▸ **Given task**: Extract every line starting at the line that contains "184, row 233." and ending with the final line of the data, inclusive; give only those lines, word for word.
** BEGIN Provided data **
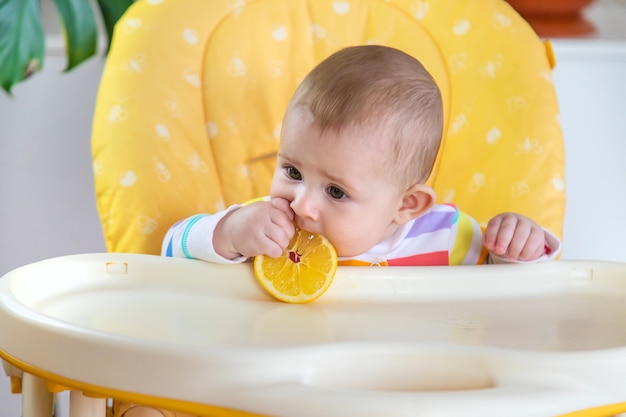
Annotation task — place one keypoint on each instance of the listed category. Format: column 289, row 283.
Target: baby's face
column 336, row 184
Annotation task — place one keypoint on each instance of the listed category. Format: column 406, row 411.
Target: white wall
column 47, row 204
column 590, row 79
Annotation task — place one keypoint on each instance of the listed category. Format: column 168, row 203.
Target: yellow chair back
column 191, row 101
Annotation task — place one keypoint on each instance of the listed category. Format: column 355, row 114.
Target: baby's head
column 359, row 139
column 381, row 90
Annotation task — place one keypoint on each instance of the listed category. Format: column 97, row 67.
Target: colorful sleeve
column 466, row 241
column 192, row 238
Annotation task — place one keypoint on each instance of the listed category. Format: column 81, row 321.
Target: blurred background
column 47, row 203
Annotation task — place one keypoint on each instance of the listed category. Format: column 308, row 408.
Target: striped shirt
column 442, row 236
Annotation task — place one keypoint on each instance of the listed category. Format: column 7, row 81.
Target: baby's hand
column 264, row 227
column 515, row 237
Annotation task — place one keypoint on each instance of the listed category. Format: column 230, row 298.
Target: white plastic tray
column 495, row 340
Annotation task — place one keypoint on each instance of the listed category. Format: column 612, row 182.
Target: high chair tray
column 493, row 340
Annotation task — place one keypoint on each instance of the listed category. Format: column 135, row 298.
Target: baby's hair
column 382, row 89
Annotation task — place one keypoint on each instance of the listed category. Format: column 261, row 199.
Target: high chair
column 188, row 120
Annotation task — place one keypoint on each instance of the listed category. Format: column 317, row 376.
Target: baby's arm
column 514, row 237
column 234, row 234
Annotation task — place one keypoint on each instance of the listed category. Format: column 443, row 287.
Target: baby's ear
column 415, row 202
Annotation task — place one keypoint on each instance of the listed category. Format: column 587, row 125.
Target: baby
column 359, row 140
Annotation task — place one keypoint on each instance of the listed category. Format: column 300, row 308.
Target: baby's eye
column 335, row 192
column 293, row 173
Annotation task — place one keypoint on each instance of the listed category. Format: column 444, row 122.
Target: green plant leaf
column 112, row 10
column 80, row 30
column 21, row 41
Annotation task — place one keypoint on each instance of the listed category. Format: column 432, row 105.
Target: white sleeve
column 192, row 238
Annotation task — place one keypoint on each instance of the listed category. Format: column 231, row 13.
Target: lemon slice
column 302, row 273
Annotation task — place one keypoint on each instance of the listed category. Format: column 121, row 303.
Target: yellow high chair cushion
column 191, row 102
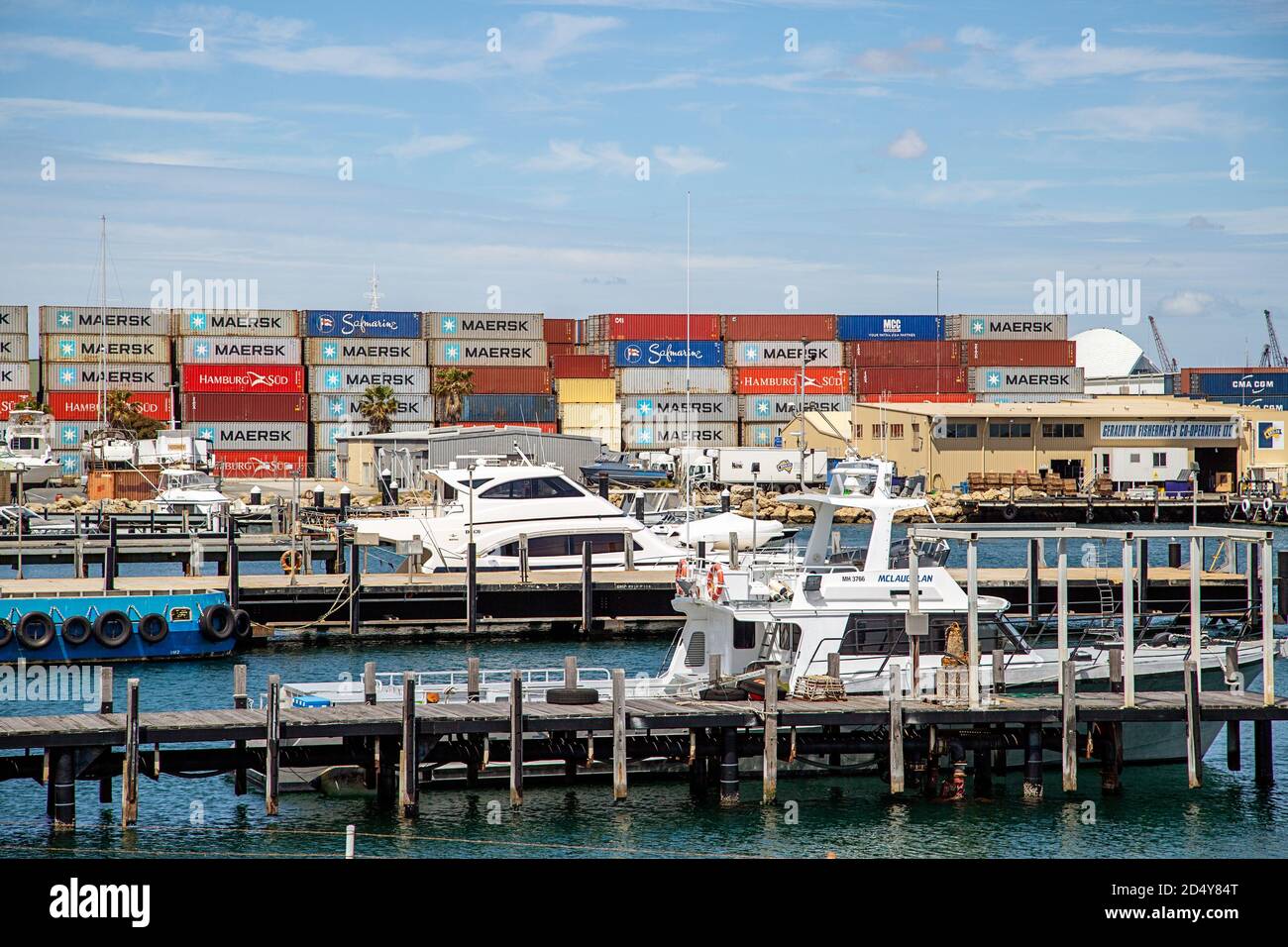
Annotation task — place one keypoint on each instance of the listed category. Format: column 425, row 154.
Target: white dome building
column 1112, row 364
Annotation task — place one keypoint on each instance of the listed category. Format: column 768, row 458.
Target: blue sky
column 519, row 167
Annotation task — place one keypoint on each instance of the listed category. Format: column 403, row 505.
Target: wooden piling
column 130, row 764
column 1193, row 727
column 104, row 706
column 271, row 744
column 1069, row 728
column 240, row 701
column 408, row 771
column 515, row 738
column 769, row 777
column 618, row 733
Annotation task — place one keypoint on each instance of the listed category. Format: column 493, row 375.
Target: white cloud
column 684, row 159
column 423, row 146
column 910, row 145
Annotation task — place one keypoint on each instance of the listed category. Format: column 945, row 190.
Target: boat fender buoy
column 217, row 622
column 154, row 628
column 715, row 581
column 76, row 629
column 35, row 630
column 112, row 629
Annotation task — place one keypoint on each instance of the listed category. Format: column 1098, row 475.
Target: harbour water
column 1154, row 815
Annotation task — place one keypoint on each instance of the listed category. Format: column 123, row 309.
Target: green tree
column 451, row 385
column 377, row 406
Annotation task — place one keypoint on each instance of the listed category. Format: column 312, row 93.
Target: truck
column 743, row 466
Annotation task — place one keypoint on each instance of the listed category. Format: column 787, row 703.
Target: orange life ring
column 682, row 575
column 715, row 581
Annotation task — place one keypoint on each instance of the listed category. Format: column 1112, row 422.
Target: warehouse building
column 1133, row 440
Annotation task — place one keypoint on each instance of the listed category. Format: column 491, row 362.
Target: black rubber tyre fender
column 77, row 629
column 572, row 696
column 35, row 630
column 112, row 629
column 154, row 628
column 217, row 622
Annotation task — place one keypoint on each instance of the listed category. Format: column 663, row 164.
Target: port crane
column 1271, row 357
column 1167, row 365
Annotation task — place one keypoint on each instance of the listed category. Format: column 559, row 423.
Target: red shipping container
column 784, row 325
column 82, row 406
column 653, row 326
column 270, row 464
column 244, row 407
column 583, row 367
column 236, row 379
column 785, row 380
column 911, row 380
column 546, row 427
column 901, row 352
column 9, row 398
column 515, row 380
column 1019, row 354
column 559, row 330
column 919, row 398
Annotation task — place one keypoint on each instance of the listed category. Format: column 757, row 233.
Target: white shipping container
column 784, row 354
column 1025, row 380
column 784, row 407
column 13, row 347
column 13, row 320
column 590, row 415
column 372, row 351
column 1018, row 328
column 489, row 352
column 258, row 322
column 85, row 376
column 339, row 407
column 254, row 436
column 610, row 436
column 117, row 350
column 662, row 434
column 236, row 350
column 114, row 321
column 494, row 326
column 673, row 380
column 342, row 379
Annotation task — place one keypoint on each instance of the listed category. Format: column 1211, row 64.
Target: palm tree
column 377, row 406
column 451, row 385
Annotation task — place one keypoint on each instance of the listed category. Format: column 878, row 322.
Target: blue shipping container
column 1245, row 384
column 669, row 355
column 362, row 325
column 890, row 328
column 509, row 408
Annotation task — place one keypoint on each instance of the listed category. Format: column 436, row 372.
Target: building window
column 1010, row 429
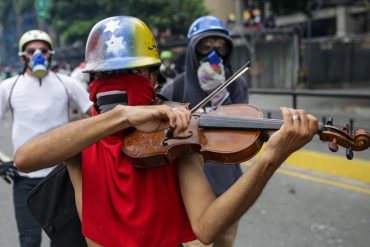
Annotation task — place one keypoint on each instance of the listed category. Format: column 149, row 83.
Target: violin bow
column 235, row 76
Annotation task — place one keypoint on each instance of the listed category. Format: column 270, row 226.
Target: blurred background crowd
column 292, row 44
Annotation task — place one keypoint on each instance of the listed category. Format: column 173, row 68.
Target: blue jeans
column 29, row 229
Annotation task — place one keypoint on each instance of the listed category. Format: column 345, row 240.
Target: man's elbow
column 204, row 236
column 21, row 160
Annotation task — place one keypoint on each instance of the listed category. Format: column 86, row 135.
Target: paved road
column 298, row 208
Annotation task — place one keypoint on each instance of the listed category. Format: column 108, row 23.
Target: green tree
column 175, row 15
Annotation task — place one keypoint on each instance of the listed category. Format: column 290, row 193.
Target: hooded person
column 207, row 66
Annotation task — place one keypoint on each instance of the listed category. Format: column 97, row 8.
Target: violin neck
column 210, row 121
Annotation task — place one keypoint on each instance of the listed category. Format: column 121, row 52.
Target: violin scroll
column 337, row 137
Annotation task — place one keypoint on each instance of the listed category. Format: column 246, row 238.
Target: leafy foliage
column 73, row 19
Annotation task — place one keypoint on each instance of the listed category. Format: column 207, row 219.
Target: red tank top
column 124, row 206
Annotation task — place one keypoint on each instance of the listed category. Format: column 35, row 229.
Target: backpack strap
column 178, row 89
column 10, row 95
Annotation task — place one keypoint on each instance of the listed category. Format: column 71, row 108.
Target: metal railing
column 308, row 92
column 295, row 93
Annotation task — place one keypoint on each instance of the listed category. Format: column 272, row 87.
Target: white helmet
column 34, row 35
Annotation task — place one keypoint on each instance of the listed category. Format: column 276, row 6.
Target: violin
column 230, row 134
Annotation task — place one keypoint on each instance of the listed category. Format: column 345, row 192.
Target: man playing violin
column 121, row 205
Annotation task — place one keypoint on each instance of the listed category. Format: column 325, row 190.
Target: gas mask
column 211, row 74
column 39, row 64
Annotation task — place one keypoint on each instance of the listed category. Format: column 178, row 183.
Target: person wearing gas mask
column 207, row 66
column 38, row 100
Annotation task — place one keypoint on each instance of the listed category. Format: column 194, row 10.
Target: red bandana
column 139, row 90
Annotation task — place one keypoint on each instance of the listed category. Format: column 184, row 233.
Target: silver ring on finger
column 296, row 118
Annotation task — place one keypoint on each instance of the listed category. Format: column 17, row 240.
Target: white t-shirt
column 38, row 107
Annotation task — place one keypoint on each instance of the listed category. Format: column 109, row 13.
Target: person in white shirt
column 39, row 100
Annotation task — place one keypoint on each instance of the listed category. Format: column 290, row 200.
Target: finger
** END Provided data **
▸ **Reply to the exercise**:
Annotation task — place one keypoint on each instance of the listed category. Format: column 184, row 233.
Target: silver ring on finger
column 296, row 118
Annotation task — place one keypoint on each instance of the listed category. Format: column 17, row 240.
Target: white t-shirt
column 38, row 107
Annotation task — place one keypoint on each instance of the listed category. Format: column 109, row 13.
Target: person in white shirt
column 39, row 100
Annotation task — place one keypoint on each instance of the listed category. Format: column 290, row 200.
Target: finger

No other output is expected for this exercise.